Work required: Nothing below is to be printed except the lines between the line holding "Target: pink soccer jersey" and the line holding "Spot every instance of the red soccer", inclusive, each exactly as it appears.

Dataset entries:
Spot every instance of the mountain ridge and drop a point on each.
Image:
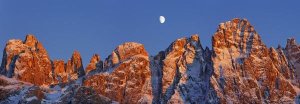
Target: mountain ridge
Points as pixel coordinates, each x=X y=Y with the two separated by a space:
x=238 y=67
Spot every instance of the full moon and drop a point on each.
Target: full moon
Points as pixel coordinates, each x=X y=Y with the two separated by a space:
x=162 y=19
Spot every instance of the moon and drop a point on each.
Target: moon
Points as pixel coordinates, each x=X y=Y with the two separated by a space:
x=162 y=19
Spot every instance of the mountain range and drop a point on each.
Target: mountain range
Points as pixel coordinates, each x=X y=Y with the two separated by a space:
x=239 y=69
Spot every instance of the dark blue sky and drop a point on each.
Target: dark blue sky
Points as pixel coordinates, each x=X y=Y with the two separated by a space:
x=98 y=26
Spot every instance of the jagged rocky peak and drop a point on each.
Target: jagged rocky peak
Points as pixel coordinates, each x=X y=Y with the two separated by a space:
x=59 y=72
x=125 y=51
x=30 y=40
x=181 y=73
x=127 y=77
x=292 y=51
x=24 y=59
x=245 y=68
x=237 y=34
x=95 y=60
x=74 y=66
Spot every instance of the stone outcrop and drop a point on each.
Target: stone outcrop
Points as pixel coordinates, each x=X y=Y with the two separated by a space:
x=183 y=72
x=240 y=68
x=95 y=60
x=245 y=68
x=25 y=59
x=292 y=51
x=74 y=67
x=126 y=76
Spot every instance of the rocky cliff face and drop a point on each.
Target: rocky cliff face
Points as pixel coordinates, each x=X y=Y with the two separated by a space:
x=240 y=68
x=126 y=76
x=292 y=51
x=245 y=68
x=182 y=72
x=25 y=59
x=95 y=61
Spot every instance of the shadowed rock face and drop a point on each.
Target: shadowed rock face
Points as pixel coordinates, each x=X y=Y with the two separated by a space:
x=93 y=63
x=238 y=69
x=23 y=60
x=74 y=66
x=245 y=68
x=292 y=51
x=126 y=78
x=182 y=72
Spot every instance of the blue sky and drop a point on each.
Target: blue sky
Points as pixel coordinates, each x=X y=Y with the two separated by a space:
x=99 y=26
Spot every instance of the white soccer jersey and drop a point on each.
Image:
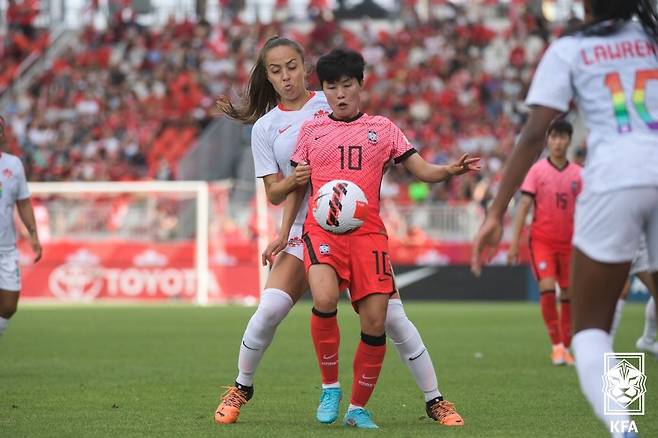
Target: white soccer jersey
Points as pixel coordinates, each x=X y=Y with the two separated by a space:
x=274 y=138
x=614 y=81
x=13 y=187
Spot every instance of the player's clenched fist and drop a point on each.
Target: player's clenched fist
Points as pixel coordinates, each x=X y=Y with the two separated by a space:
x=274 y=247
x=464 y=164
x=302 y=173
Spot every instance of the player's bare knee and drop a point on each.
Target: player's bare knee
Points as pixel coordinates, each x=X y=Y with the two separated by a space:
x=394 y=317
x=373 y=324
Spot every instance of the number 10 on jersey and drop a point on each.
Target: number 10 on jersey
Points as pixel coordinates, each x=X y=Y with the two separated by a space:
x=613 y=82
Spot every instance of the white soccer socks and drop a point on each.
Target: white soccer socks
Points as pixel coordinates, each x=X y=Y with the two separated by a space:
x=409 y=344
x=273 y=307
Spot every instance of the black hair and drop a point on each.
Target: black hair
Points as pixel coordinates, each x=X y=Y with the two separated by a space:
x=560 y=126
x=610 y=15
x=340 y=63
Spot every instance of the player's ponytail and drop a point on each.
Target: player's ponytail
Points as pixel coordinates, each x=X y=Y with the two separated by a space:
x=610 y=15
x=260 y=96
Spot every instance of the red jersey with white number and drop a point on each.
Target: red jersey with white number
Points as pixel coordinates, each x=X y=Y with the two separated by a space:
x=554 y=191
x=356 y=150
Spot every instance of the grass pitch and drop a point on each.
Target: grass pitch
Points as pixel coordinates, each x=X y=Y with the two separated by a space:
x=157 y=371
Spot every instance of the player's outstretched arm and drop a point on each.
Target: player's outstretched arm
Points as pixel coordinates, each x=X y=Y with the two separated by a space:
x=290 y=209
x=525 y=202
x=526 y=151
x=433 y=173
x=277 y=188
x=26 y=213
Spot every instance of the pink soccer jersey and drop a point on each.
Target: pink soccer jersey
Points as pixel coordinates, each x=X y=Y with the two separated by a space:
x=356 y=151
x=554 y=191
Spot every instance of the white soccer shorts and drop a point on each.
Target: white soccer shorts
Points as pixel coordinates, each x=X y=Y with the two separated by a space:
x=608 y=227
x=641 y=260
x=10 y=275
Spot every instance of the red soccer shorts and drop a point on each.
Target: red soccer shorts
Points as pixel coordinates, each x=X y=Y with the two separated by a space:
x=361 y=262
x=551 y=261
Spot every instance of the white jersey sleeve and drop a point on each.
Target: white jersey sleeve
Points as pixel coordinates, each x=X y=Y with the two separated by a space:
x=261 y=148
x=551 y=86
x=23 y=191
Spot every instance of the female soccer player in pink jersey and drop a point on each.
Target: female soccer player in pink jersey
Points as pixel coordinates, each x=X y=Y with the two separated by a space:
x=552 y=185
x=353 y=146
x=610 y=69
x=278 y=101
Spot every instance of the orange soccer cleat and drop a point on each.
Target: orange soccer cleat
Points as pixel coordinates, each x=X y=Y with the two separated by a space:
x=232 y=400
x=443 y=412
x=558 y=356
x=568 y=358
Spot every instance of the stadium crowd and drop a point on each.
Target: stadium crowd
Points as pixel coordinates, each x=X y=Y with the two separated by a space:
x=453 y=85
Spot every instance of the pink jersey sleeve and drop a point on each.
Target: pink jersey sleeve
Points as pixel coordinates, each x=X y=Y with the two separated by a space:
x=529 y=185
x=401 y=148
x=301 y=150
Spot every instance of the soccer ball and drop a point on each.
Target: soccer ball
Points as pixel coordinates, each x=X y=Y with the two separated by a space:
x=340 y=206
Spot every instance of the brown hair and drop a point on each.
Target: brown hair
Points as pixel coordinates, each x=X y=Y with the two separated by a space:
x=260 y=96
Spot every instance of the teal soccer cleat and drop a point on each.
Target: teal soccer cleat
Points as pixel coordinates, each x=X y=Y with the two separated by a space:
x=327 y=412
x=359 y=418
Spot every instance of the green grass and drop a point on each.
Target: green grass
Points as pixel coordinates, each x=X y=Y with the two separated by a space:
x=157 y=371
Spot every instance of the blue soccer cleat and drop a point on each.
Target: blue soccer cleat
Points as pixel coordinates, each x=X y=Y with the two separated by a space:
x=360 y=418
x=327 y=412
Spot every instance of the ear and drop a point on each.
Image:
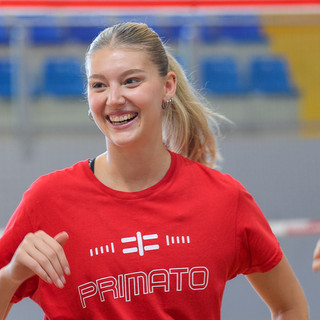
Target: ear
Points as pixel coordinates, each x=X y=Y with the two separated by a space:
x=170 y=86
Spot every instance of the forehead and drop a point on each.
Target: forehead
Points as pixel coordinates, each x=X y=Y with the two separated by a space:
x=118 y=58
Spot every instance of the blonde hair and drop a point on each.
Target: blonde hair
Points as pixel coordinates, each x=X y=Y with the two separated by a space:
x=187 y=126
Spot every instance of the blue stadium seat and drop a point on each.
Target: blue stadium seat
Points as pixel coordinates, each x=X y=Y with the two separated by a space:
x=168 y=33
x=4 y=33
x=63 y=77
x=220 y=76
x=270 y=75
x=5 y=78
x=47 y=35
x=44 y=30
x=238 y=29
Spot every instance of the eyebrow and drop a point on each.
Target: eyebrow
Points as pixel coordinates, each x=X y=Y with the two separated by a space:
x=124 y=74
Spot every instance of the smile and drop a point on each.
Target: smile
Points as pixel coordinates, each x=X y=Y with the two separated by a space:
x=120 y=120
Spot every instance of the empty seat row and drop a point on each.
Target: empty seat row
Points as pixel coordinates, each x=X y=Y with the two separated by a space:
x=269 y=74
x=64 y=77
x=60 y=77
x=48 y=31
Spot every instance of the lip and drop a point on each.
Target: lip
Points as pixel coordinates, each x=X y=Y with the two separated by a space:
x=120 y=119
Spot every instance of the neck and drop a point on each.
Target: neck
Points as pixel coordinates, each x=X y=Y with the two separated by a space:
x=134 y=171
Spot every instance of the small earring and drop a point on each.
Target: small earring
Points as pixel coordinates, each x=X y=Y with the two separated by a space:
x=90 y=115
x=167 y=104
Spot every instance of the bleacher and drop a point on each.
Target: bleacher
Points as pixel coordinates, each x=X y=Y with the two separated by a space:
x=61 y=74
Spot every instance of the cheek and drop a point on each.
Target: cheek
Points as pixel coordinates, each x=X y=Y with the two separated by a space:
x=95 y=102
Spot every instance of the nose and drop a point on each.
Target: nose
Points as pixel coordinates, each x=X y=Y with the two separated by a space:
x=115 y=96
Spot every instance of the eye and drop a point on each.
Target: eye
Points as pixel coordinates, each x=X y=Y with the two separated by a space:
x=96 y=85
x=131 y=82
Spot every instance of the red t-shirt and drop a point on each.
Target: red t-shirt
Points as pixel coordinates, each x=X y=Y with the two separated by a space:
x=162 y=253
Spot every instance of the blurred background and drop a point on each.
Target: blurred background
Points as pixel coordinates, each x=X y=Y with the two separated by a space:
x=257 y=64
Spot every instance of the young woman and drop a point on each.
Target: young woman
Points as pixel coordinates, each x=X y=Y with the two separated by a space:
x=147 y=230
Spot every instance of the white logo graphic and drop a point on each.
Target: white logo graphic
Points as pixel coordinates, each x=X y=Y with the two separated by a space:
x=142 y=243
x=141 y=248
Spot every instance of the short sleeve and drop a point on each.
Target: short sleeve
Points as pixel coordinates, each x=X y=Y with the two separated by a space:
x=258 y=250
x=18 y=226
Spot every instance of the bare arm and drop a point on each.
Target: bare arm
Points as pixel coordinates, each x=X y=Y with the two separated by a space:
x=316 y=257
x=281 y=291
x=38 y=254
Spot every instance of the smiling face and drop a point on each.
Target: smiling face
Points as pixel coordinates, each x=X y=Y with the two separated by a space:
x=125 y=93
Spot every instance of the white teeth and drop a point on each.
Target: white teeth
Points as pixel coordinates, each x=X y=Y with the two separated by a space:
x=123 y=118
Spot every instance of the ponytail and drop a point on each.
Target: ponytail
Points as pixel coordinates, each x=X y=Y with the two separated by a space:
x=188 y=124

Exercise result:
Target: pink soccer jersey
Points as pixel coordinates, each x=X y=Y with the two separated by a space:
x=356 y=151
x=554 y=191
Spot every instance of the white soccer shorts and drop a point on each.
Target: white soccer shorts
Points as pixel coordinates, each x=X y=Y with the two separated by a space:
x=608 y=227
x=641 y=260
x=10 y=275
Spot every instance of the red soccer shorts and drop a point on each.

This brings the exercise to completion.